Dévastatrice, la peste qui prend la forme pulmonaire, emporte des dizaines d’habitants du port méditerranéen. De Marseille, le fléau se répand vers le reste du pays et bientôt vers toute l’Europe.

La peste atteint Paris en juin 1348 puis elle touche le sud de la Grande-Bretagne et la Flandre.

L’hiver apporte une accalmie puis la progression reprend dès le printemps 1349. Cette épidémie tue beaucoup et est d’autant plus problématique qu’elle est récurrente. La pandémie de 1348 n’est que la première apparition d’un fléau qui va revenir à intervalles réguliers tous les dix ans environ, durant plus d’un siècle.

Les populations n’ont pas conscience que le mal dont elles souffrent est dû à des causes naturelles. Elles y voient un signe de la colère de Dieu et cherchent des responsables.

Inévitablement, les groupes marginaux de la société sont désignés comme victimes expiatoires. Les Juifs sont les premières cibles de cette colère. Accusés d’avoir empoisonné les puits, ils font l’objet de massacres répétés en France, en Suisse et en Allemagne.

Les catholiques organisent des pèlerinages pour conjurer l’ire divine. Les «  flagellants » ,  adeptes de la pénitence et de la flagellation en public, font leur apparition.

Le pape Clément VI incite les fidèles à plus de modération et condamne les flagellants en octobre 1349.

La peste fait disparaître en quelques mois, entre un tiers et la moitié de la population européenne. Une estimation plus précise est difficile. Seuls les registres de baptêmes et des enterrements a permis de prendre la mesure du désastre. Mais tous les calculs aboutissent à un minimum de 40% de décès dans chaque village.

Les plus riches et les mieux nourris sont moins touchés par le fléau. Le plus grave est que les enfants sont emportés en priorité, ce qui aura de graves conséquences sur la démographie pour les années à venir.

La maladie fait d’autant plus de ravages qu’elle touche une population qui souffre déjà de la famine et de la guerre.

En ce siècle de troubles, la mort est omniprésente.

Du point de vue économique, les conséquences de la peste sont très graves. Faute d’hommes, il y a une totale désorganisation de la production. Les champs sont en friche et des villages entiers abandonnés. La main d’oeuvre se raréfie partout et si, il y a une hausse des salaires, il y a également une hausse de l’inflation. Il faudra attendre la seconde moitié du XVe siècle pour que l’impact du fléau soit en partie réparé.

Mais la mort reste présente partout dans la vie quotidienne et la vie religieuse. C’est de cette époque que date la fameuse danse macabre qui orne les murs de l’église de la Ferté Loupière.

La mort est présente partout dans la vie quotidienne et la vie religieuse. Son église abrite la plus célèbre fresque murale de la Puisaye, l’une des treize danses macabres que l’on connaisse en France :

-1445-1500- Cloître Saint-Alvi à Albi, gravure sur engoulant de poutre

– 1450 -Temple neuf des protestants, ancienne église des dominicains, à Strasbourg (reproduction, l’original ayant été détruit durant la guerre de 1870 )

__Consigne__: Reproduisez fidèlement le passage du texte sur la peste qui commence par les mots « L’hiver apporte une » et s'achève sur « plus d’un siècle. ».

__Données fournies__:
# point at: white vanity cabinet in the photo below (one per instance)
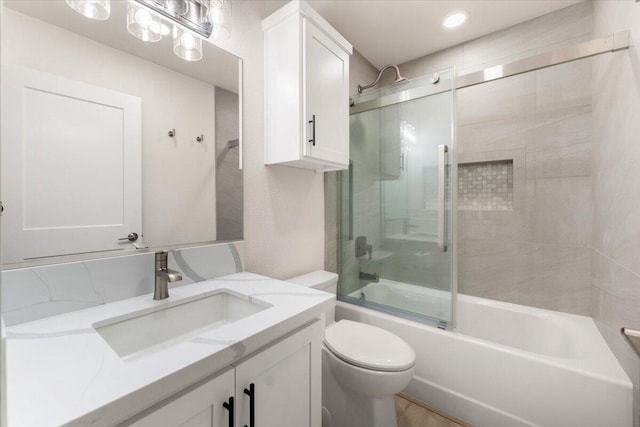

__Corrigé__:
L’hiver apporte une accalmie puis la progression reprend dès le printemps 1349. Cette épidémie tue beaucoup et est d’autant plus problématique qu’elle est récurrente. La pandémie de 1348 n’est que la première apparition d’un fléau qui va revenir à intervalles réguliers tous les dix ans environ, durant plus d’un siècle.